> _WHAT YOU NEED TO DO_
The entries below are to be copied exactly, with nothing left out.

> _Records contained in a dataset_

━━━━━━━━━━━━━━━━

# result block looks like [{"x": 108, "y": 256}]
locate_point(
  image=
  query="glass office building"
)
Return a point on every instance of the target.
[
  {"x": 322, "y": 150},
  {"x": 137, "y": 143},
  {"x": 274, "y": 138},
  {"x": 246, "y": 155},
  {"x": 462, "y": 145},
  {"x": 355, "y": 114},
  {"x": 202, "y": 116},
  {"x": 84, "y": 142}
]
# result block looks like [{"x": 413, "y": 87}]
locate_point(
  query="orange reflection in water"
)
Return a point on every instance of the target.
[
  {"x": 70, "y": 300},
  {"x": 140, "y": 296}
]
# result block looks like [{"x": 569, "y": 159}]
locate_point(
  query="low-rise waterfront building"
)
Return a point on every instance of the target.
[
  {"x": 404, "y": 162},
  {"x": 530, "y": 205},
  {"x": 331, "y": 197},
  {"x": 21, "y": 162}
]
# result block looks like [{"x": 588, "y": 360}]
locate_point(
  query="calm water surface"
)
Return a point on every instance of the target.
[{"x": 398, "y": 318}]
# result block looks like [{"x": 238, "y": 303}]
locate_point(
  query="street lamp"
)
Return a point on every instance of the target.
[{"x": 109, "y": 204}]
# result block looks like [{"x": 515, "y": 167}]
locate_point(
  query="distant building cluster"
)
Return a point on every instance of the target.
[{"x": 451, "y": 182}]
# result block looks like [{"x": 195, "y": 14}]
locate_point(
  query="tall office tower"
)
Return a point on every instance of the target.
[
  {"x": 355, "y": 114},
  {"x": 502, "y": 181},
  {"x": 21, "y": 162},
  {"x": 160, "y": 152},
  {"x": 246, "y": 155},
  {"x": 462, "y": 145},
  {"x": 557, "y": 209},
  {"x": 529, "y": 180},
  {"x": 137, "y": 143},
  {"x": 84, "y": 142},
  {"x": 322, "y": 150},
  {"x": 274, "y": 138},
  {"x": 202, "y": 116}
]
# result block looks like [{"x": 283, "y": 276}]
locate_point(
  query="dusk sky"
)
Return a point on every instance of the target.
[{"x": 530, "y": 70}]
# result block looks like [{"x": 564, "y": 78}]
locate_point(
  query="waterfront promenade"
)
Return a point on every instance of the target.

━━━━━━━━━━━━━━━━

> _RESPONSE BELOW_
# result block looks like [{"x": 108, "y": 256}]
locate_point(
  image=
  query="glass office building"
)
Return a point on every instance of the target.
[
  {"x": 322, "y": 150},
  {"x": 137, "y": 143},
  {"x": 274, "y": 138},
  {"x": 246, "y": 155},
  {"x": 462, "y": 145},
  {"x": 355, "y": 114},
  {"x": 202, "y": 116},
  {"x": 84, "y": 142}
]
# result block looks like [{"x": 413, "y": 87}]
locate_point(
  query="orange reflection in water"
)
Return a point on every instance of the target.
[
  {"x": 70, "y": 300},
  {"x": 140, "y": 296}
]
# result block looks like [{"x": 569, "y": 159}]
locate_point(
  query="low-rise waterfront building"
)
Return a point on every instance of the target.
[
  {"x": 404, "y": 162},
  {"x": 530, "y": 205},
  {"x": 331, "y": 197},
  {"x": 21, "y": 162}
]
# result block looks like [{"x": 588, "y": 360}]
locate_point(
  query="calm water surface"
)
Return a point on every instance of the target.
[{"x": 398, "y": 318}]
# result block looks like [{"x": 238, "y": 303}]
locate_point(
  query="street lamp"
)
Return a point on every instance of the target.
[{"x": 109, "y": 204}]
# result block looks like [{"x": 515, "y": 167}]
locate_point(
  query="distant building cluster"
)
Return a point on every instance of the target.
[{"x": 451, "y": 182}]
# result block looks like [{"x": 195, "y": 14}]
locate_point(
  query="tall office tower"
)
Return a point on every instance of the target.
[
  {"x": 355, "y": 114},
  {"x": 502, "y": 181},
  {"x": 21, "y": 162},
  {"x": 160, "y": 152},
  {"x": 246, "y": 155},
  {"x": 462, "y": 145},
  {"x": 557, "y": 209},
  {"x": 529, "y": 180},
  {"x": 137, "y": 143},
  {"x": 84, "y": 142},
  {"x": 322, "y": 150},
  {"x": 274, "y": 138},
  {"x": 202, "y": 116}
]
# result block looks like [{"x": 283, "y": 276}]
locate_point(
  query="dusk sky"
)
Return a point on every instance of the target.
[{"x": 530, "y": 70}]
# result block looks like [{"x": 564, "y": 78}]
locate_point(
  query="waterfront promenade"
)
Return a point on every instance of the target.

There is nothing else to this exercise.